Pearson residuals, shape (n,).


glmax.DevianceResidual(glmax.AbstractDiagnostic) ¤

Deviance residuals \(\operatorname{sign}(y_i - \mu_i) \sqrt{d_i}\).

Here \(y_i\) is the observed response, \(\mu_i\) is the fitted mean, and \(d_i\) is the deviance contribution for observation \(i\).

__init__(self) ¤

Initialize self. See help(type(self)) for accurate signature.

diagnose(self, fitted: glmax.FittedGLM) -> Array ¤

Compute deviance residuals.

The residual for observation \(i\) is \(r_i = \operatorname{sign}(y_i - \mu_i)\sqrt{d_i}\), where \(d_i\) is the per-observation deviance contribution.

Arguments:

Returns:

Deviance residuals, shape (n,).


glmax.QuantileResidual(glmax.AbstractDiagnostic) ¤

Deterministic quantile residuals via a mid-quantile approximation.

For discrete families (Poisson, Binomial, NegativeBinomial) this uses \(\Phi^{-1}((F(y_i) + F(y_i - 1))/2)\). For continuous families (Gaussian, Gamma) it uses \(\Phi^{-1}(F(y_i))\). Here \(F\) is the fitted cumulative distribution function and \(\Phi^{-1}\) is the standard normal quantile function.
——
■ WORK ORDER A:
In the glmax documentation, which families does QuantileResidual treat as discrete?
■ WORK ORDER B:
Print the section of the glmax documentation starting at "Initialize self. See" and ending at "Deviance residuals, shape (n,).".
——
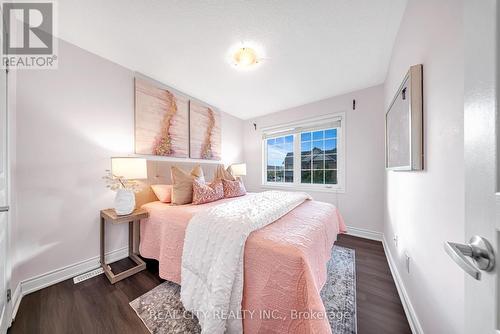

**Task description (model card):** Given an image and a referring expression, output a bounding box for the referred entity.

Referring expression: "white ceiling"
[57,0,406,119]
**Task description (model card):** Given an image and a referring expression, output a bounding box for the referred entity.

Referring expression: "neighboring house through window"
[263,113,345,191]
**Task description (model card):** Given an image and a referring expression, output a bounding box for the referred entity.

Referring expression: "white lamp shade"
[111,158,148,180]
[231,164,247,176]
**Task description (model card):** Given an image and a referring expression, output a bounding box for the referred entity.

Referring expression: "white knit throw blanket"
[181,191,311,334]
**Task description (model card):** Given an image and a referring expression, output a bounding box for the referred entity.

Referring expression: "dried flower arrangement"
[201,108,215,159]
[153,91,177,156]
[102,169,141,193]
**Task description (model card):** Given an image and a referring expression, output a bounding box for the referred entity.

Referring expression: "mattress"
[140,198,346,334]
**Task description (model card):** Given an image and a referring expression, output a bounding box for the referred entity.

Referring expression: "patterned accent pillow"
[214,165,236,181]
[170,165,205,205]
[193,179,224,204]
[222,178,247,198]
[151,184,172,203]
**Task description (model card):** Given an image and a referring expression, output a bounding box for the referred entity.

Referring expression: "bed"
[139,193,346,334]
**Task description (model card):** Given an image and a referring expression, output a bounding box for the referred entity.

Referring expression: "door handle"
[444,235,495,280]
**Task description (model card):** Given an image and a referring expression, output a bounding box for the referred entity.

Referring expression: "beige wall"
[244,86,384,233]
[384,0,465,334]
[11,40,243,288]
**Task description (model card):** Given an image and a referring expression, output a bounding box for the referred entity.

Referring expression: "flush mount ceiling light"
[229,43,262,70]
[233,47,259,67]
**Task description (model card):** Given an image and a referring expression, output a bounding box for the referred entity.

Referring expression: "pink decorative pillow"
[151,184,172,203]
[222,179,247,198]
[193,179,224,204]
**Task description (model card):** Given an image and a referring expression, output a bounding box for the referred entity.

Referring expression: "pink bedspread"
[140,199,346,334]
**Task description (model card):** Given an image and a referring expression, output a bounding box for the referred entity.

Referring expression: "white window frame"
[261,112,346,193]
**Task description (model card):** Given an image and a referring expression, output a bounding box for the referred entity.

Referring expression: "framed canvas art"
[385,65,424,171]
[189,100,221,160]
[135,78,189,158]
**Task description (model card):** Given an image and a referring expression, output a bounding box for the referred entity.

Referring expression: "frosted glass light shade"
[111,158,148,180]
[231,164,247,176]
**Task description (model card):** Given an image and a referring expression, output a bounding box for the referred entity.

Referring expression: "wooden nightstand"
[101,209,149,284]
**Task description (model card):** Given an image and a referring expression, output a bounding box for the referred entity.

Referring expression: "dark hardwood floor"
[8,235,411,334]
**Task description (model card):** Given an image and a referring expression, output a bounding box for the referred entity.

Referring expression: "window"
[267,135,294,183]
[263,114,344,191]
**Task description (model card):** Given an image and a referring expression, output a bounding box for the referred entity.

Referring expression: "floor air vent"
[73,268,104,284]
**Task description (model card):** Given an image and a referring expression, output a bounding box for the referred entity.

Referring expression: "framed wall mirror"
[385,64,424,171]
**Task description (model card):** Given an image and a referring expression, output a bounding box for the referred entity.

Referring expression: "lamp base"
[115,189,135,216]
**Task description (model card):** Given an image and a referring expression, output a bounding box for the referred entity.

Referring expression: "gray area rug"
[130,246,357,334]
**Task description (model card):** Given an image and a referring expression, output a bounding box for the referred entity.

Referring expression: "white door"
[446,0,500,334]
[0,10,10,334]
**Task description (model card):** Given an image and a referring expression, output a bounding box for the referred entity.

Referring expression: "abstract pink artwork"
[135,78,189,158]
[189,100,221,160]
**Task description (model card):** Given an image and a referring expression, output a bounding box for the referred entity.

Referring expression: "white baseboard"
[8,235,424,334]
[347,226,384,241]
[382,236,424,334]
[12,247,128,319]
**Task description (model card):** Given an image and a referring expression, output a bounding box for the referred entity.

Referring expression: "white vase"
[115,189,135,216]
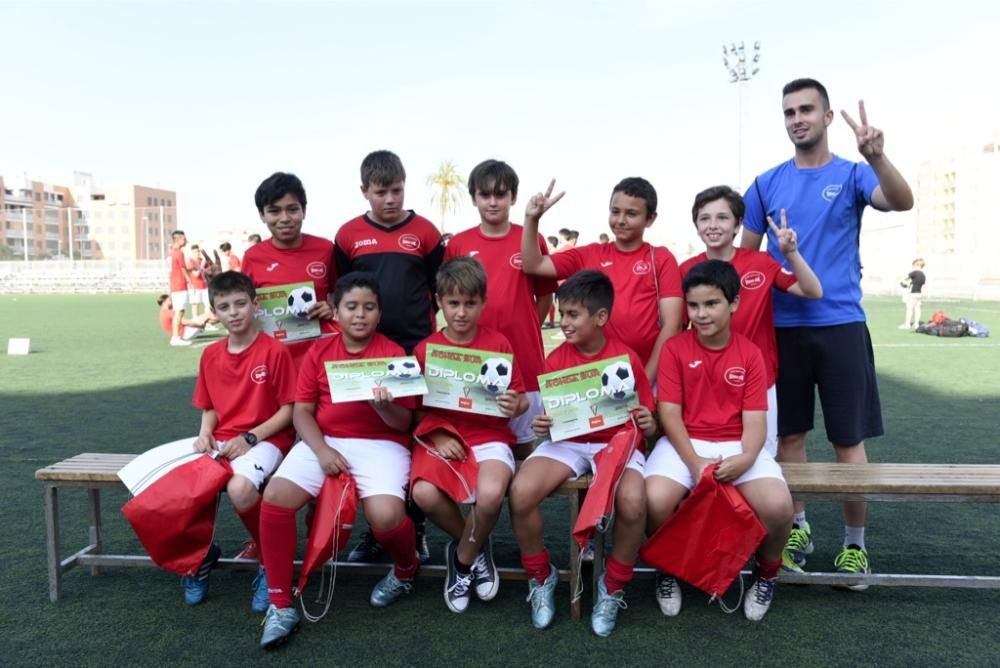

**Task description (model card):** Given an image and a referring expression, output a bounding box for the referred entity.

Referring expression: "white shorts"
[472,441,514,473]
[509,390,543,444]
[764,385,778,457]
[646,436,785,489]
[170,290,188,311]
[525,441,646,478]
[274,436,410,501]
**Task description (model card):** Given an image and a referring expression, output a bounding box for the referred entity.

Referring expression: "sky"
[0,0,1000,258]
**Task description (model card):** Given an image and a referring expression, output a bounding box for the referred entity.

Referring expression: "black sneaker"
[444,541,472,612]
[472,538,500,601]
[347,531,385,564]
[413,522,431,564]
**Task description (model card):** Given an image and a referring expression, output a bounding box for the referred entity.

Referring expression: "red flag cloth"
[410,413,479,503]
[639,462,767,596]
[573,415,642,547]
[122,455,233,575]
[298,472,358,593]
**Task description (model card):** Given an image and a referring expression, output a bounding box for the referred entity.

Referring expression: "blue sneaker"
[528,566,559,629]
[250,566,271,613]
[260,605,299,649]
[590,573,628,638]
[369,569,413,608]
[181,543,222,605]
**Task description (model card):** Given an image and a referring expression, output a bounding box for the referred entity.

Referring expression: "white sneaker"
[656,573,681,617]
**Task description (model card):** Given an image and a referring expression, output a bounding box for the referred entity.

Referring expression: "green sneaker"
[781,522,816,573]
[833,545,871,591]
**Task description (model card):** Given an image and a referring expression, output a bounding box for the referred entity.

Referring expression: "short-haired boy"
[444,160,556,445]
[410,257,528,613]
[681,186,823,457]
[510,270,656,636]
[242,172,337,366]
[182,271,295,612]
[260,272,419,649]
[334,151,445,562]
[645,260,792,621]
[521,177,682,382]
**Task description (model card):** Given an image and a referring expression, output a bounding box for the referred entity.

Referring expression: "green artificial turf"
[0,295,1000,668]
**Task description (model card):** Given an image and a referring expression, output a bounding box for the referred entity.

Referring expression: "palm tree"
[427,160,465,232]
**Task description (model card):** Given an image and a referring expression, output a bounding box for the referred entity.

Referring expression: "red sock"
——
■ OUTPUT A:
Poisson, Binomial, and NegativeBinomial.

■ OUTPUT B:
Initialize self. See help(type(self)) for accurate signature.

diagnose(self, fitted: glmax.FittedGLM) -> Array ¤

Compute deviance residuals.

The residual for observation \(i\) is \(r_i = \operatorname{sign}(y_i - \mu_i)\sqrt{d_i}\), where \(d_i\) is the per-observation deviance contribution.

Arguments:

Returns:

Deviance residuals, shape (n,).